LISTED RECORDS:
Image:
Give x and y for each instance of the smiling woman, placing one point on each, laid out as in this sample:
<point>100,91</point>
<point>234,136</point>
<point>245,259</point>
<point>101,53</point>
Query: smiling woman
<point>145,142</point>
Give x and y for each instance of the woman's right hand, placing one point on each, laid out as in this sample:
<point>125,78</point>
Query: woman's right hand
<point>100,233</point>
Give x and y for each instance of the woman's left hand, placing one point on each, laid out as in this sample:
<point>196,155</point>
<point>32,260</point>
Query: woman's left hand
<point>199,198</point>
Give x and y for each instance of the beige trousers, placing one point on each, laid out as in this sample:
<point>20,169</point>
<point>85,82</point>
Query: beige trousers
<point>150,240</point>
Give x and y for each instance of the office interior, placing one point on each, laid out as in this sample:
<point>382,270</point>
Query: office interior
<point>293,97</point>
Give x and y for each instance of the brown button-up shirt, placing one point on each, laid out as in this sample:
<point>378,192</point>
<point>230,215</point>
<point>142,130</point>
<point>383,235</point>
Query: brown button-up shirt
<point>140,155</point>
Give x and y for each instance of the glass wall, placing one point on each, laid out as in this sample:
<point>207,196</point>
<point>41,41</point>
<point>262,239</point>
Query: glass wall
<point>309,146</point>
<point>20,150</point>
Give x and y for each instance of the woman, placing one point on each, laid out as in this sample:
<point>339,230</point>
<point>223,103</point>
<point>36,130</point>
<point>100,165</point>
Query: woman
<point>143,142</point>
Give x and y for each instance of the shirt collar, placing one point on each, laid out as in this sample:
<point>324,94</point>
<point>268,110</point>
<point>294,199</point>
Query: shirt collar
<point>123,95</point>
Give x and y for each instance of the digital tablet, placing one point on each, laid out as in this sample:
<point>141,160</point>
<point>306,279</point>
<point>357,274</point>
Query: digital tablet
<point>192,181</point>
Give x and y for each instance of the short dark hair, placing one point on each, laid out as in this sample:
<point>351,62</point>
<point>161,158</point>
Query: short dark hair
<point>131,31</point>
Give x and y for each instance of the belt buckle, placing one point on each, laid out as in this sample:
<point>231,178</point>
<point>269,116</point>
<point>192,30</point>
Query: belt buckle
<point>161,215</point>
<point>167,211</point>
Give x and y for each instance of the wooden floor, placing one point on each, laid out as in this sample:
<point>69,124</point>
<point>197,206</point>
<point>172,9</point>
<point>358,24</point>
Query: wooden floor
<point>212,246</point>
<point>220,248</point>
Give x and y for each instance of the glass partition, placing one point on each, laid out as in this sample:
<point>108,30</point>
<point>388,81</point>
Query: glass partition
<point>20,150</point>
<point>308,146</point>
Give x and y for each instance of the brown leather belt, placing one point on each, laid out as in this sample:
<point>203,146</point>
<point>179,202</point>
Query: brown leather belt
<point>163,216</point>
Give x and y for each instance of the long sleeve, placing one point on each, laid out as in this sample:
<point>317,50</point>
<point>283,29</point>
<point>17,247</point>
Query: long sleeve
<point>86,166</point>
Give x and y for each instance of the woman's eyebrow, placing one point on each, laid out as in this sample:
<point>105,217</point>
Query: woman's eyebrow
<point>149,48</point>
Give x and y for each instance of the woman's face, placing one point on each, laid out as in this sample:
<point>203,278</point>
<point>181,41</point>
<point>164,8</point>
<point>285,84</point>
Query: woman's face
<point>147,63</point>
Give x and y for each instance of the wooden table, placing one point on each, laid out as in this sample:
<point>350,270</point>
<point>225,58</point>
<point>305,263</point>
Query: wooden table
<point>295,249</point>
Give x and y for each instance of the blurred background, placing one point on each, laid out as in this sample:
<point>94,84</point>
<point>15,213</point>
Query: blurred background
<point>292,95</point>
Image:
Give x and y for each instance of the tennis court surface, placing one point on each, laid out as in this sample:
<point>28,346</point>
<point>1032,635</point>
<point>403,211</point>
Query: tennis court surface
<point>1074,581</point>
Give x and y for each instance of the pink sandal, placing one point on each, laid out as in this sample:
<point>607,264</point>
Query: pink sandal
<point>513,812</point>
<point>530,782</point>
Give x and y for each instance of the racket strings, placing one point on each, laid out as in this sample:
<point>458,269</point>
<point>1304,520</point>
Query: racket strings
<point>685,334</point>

DIRECTION:
Update the items from the beginning through the line containing "<point>192,181</point>", including that line, by changing "beige trousers" to "khaki trousers" and leaving everything else as it is.

FINISHED TASK:
Image:
Give x and y for each instance of the smiling woman, placing one point on each, laid out as in this sample:
<point>100,91</point>
<point>234,136</point>
<point>245,259</point>
<point>101,53</point>
Query: smiling woman
<point>145,142</point>
Give x and y for each instance of the woman's right hand, placing one point on each, laid out as in this sample:
<point>125,78</point>
Query: woman's right hand
<point>100,233</point>
Give x and y for each instance of the woman's left hand, placing one point on each, laid out as in this sample:
<point>196,155</point>
<point>32,260</point>
Query: woman's left hand
<point>199,198</point>
Give x and y for each instance of the khaki trousers, placing one point on each, laid out as in this sample:
<point>20,169</point>
<point>85,82</point>
Query: khaki trousers
<point>150,240</point>
Give x and y for each instance of the office interior, placing one point on each, laid out as in this sample:
<point>382,270</point>
Query: office interior
<point>293,97</point>
Give x and y for each instance of the brown button-up shirt, placing one point on each, laid out as in this sample:
<point>378,192</point>
<point>230,215</point>
<point>142,130</point>
<point>383,235</point>
Query: brown button-up shirt
<point>140,155</point>
Give x and y for each instance of the glass wall, placing one point on each, laid out as in this sample:
<point>207,196</point>
<point>41,41</point>
<point>262,239</point>
Query: glass wall
<point>309,146</point>
<point>20,150</point>
Give x and y for each instance of the woman, placing one point on each, laid out as in this sample:
<point>339,230</point>
<point>223,103</point>
<point>36,130</point>
<point>100,165</point>
Query: woman
<point>143,142</point>
Give x and y for each instance of the shirt collar, placing one point on each, laid out as in this sample:
<point>324,94</point>
<point>268,110</point>
<point>294,199</point>
Query: shirt collar
<point>123,95</point>
Give x and y for each instance of the digital tablet, placing one point on each, laid out as in this sample:
<point>141,160</point>
<point>306,279</point>
<point>357,274</point>
Query: digital tablet
<point>192,181</point>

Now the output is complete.